Would you retype the records below exactly as they appear?

Segment Open

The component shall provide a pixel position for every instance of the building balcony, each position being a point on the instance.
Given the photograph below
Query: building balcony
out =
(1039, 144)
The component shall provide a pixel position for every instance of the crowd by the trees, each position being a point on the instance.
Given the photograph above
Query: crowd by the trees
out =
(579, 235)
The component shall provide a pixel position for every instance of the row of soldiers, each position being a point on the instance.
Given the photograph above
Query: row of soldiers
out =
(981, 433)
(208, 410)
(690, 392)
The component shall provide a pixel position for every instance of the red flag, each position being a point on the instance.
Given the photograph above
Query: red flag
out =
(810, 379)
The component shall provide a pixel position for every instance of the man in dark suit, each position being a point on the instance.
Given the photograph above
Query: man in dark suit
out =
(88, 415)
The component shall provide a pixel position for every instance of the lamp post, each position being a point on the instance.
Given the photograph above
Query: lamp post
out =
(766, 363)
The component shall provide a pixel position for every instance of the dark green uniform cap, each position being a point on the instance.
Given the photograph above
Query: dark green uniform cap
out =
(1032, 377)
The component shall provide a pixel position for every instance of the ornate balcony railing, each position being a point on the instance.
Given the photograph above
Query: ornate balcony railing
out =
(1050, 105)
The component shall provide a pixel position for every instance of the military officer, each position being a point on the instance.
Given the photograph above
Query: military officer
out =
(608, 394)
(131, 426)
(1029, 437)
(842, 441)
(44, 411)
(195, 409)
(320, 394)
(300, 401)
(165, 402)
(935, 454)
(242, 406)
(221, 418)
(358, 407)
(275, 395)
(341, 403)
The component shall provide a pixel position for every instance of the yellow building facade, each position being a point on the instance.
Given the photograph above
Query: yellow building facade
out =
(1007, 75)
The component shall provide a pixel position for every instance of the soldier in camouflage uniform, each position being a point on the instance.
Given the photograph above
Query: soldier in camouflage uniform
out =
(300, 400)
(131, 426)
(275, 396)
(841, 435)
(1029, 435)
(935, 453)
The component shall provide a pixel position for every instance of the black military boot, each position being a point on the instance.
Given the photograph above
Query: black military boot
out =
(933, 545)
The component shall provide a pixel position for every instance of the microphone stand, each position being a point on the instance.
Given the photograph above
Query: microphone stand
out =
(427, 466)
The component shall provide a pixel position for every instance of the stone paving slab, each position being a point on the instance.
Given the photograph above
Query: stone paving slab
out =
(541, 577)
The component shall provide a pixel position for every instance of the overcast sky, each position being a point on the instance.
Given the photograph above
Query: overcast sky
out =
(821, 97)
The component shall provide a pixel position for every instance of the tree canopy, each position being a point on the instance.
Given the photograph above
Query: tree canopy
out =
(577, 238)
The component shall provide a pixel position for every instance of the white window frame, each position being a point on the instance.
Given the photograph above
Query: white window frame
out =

Segment Closed

- [ANSWER TO THIS PROBLEM]:
The component shall provide a pixel position for every instance of the building balcony, each position being a point on the instance.
Given the photograph below
Query: building balcony
out =
(1039, 144)
The component shall provide a pixel position for every instance of the crowd by the trees, each position being a point on the instance.
Given the photograph above
Query: crowd by the trees
out =
(579, 235)
The component shall provide a pixel position for every instance of the row of soldiers, each position being a point on the instance.
Given the photograph above
Query: row of soldiers
out =
(981, 433)
(208, 410)
(690, 392)
The component shall provide a pixel position for every instance of the red flag, each position being a point on the instance.
Given the photograph above
Query: red flag
out =
(810, 379)
The component shall provide a pixel position for every instance of the man in dark suit, each position being a point on the instance.
Given the photograph above
Query: man in dark suit
out =
(88, 415)
The component shall provide a pixel position for every instance of the lamp post, each position being a point on the instance.
Given the photograph above
Query: lamp post
out =
(766, 363)
The component shall provide a pixel position for every instance of the dark green uniform cap, each position being a point on the instance.
Given the photograph above
Query: dark green uniform cap
out =
(1032, 377)
The component shall provide a pixel position for every instance of the ornate balcony railing, each position being a point on the instance.
Given the photograph above
Query: ornate balcony railing
out =
(1050, 105)
The component shall provide a pixel position for every instance of the military officer, each position being a point on the instance.
Given the photograph above
Query: military officer
out =
(608, 394)
(131, 426)
(1029, 437)
(842, 441)
(44, 411)
(195, 409)
(320, 394)
(300, 401)
(165, 402)
(935, 454)
(242, 406)
(221, 418)
(358, 407)
(275, 395)
(341, 403)
The component shall provide a pixel position for every instance of the yellow building facade, each position being a point on the instance.
Given the photograph above
Query: yellow building facade
out =
(1007, 75)
The component shall provide a pixel position for every instance of the soldier in camouflage uniform, each position being a point on the instance.
Given the photograph above
Query: soldier in camouflage uniform
out =
(300, 400)
(131, 426)
(275, 396)
(841, 435)
(1029, 435)
(935, 453)
The component shall provide a pixel position for every instance of the black military boot, each position being a point on the instance.
Given the photograph above
Query: black military boot
out =
(933, 545)
The component shall provide a pixel position for every instance of the microphone stand, each position being a point on the instance.
Given the photograph above
Query: microphone stand
out =
(427, 466)
The component shall provide a pixel position for every instance of the stone paving slab, each position being a point on the instance.
Given the photograph above
Query: stone paving slab
out =
(541, 577)
The component shall provide a pixel position for every instance of the overcast sky, each position being a point on the instance.
Given the photograph above
Query: overcast sky
out =
(821, 97)
The component shall provide a pixel position for every instance of the tree canopy, each position being a point on the instance.
Given the photograph above
Query: tree canopy
out =
(577, 238)
The component shall provide a pixel position for every instance of the white window frame, each position being a point on the instance.
Given the photograph above
Query: white window frame
out =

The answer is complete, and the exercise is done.